Dataset excerpts:
Segment Open
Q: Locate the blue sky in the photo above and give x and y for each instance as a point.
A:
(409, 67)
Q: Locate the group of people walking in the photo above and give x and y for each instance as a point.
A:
Segment Closed
WHAT THIS TASK INVOLVES: Could you find every line in the records above that contains the word "each" and copy it?

EXERCISE OUTPUT:
Q: Locate the blue sky in the photo above and give x and y for each instance as a point.
Q: Locate the group of people walking in the photo above and give x and y for each instance as a point.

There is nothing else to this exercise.